▸ Dataset rows

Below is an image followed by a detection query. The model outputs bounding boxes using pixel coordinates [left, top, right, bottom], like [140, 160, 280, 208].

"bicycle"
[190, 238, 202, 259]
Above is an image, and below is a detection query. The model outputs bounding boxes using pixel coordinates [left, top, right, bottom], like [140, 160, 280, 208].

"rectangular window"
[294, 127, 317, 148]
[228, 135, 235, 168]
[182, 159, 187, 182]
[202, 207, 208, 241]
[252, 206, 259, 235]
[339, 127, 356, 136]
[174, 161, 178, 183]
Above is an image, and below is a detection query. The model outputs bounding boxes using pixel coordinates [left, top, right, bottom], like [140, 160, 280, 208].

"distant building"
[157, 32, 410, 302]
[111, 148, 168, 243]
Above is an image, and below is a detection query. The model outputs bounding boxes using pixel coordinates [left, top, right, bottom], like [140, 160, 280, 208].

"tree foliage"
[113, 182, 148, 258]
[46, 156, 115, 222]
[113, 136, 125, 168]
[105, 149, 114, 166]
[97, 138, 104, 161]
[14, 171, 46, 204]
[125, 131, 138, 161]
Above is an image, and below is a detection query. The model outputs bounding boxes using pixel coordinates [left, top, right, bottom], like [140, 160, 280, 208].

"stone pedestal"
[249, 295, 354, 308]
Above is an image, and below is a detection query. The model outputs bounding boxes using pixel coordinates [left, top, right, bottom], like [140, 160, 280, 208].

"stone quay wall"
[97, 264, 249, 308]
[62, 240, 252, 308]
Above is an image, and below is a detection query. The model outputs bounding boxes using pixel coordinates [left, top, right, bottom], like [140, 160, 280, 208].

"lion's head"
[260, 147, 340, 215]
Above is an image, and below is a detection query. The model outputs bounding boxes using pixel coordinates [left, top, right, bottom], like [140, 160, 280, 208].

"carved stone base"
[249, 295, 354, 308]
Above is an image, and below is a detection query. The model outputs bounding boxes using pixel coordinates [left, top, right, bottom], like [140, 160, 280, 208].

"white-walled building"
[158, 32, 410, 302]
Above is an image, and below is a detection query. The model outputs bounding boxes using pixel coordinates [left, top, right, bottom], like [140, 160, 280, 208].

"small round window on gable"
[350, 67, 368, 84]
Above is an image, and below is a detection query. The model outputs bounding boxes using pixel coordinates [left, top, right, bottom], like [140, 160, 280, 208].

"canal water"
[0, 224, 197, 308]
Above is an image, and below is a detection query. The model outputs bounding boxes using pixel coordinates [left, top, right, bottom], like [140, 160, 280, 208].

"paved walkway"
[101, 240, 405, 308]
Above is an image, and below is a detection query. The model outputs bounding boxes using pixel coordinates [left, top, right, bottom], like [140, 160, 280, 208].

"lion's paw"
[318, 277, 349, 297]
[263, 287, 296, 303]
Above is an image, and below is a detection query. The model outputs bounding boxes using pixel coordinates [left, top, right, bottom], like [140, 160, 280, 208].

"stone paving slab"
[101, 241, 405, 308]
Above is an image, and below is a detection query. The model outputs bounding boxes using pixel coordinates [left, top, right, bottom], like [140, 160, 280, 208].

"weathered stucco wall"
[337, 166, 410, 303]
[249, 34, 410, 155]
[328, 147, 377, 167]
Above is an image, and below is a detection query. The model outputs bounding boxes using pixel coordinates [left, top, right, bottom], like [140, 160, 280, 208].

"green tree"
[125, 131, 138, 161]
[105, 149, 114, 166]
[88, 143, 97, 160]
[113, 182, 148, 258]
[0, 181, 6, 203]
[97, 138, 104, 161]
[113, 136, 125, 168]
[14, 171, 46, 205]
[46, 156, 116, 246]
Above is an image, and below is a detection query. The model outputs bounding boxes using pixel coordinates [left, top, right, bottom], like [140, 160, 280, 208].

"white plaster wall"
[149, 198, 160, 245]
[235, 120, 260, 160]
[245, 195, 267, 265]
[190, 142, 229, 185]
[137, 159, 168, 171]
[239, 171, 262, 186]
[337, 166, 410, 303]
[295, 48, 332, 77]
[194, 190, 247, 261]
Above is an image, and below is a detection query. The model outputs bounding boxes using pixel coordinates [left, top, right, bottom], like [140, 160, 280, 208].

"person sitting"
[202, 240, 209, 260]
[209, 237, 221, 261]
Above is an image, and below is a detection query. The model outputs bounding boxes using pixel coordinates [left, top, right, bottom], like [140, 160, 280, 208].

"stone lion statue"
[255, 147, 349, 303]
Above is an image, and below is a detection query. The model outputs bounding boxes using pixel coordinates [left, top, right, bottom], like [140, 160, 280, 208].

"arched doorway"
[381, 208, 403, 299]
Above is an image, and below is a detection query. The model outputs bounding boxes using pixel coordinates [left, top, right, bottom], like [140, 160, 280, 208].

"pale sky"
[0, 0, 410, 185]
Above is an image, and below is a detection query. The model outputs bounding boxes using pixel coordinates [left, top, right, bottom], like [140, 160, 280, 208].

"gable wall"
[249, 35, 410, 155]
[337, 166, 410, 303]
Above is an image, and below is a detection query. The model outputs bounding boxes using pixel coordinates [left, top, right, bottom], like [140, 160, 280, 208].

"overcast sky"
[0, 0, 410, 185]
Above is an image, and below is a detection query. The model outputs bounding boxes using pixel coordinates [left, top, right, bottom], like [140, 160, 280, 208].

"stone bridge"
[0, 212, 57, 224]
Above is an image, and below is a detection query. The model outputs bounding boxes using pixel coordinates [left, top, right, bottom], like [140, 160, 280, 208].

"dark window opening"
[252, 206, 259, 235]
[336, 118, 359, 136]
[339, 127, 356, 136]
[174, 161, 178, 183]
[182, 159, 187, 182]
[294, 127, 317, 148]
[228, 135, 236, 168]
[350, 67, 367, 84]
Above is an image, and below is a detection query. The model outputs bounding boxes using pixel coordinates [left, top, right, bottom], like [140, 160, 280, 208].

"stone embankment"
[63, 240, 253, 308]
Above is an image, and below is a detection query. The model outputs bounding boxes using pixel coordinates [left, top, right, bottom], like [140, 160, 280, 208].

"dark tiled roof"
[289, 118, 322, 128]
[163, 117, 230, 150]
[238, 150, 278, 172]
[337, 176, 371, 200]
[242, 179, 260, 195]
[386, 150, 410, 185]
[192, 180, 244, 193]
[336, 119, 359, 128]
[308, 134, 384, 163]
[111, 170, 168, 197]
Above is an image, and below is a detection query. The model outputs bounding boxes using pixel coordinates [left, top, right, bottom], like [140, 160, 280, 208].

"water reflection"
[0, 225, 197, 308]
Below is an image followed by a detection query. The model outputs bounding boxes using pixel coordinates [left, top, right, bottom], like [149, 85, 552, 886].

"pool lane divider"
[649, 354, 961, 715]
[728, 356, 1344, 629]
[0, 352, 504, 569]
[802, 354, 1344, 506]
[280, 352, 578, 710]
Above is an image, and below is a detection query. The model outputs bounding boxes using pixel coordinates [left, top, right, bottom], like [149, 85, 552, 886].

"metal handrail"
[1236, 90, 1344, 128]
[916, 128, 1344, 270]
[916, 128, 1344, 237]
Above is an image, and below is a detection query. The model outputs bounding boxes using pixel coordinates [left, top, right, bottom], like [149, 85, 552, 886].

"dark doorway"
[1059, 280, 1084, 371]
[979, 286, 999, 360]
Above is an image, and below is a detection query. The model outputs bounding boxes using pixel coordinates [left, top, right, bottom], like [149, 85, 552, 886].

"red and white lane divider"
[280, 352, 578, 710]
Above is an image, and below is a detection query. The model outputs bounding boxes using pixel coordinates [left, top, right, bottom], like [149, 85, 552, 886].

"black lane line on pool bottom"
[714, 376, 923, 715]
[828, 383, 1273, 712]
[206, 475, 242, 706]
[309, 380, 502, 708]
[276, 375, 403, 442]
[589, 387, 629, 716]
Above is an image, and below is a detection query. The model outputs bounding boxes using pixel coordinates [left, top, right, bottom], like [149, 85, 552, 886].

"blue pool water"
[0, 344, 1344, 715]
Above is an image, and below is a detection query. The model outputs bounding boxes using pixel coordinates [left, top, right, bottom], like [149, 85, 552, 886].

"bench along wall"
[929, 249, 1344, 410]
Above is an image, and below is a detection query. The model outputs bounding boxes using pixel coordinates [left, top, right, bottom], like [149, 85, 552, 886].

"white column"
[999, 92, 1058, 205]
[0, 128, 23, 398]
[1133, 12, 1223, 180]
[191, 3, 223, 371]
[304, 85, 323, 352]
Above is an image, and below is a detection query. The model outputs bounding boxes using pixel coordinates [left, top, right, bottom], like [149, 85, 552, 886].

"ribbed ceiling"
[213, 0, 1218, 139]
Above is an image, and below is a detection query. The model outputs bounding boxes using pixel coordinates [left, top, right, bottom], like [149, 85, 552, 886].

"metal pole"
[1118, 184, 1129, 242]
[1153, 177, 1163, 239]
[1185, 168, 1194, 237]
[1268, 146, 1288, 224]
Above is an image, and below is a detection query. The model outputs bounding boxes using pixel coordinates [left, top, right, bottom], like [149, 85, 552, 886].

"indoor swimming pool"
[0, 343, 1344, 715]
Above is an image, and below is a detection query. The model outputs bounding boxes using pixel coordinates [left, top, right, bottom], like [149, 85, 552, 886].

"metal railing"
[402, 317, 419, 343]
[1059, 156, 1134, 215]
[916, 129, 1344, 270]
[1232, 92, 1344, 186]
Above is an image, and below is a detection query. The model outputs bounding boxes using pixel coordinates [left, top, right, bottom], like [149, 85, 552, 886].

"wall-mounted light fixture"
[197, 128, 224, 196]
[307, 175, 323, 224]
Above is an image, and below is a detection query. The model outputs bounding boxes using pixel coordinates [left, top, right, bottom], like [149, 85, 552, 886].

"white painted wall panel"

▸ Exercise prompt
How many lines in the rows above contain the word "divider"? Reply with the number alone.

▸ Written response
2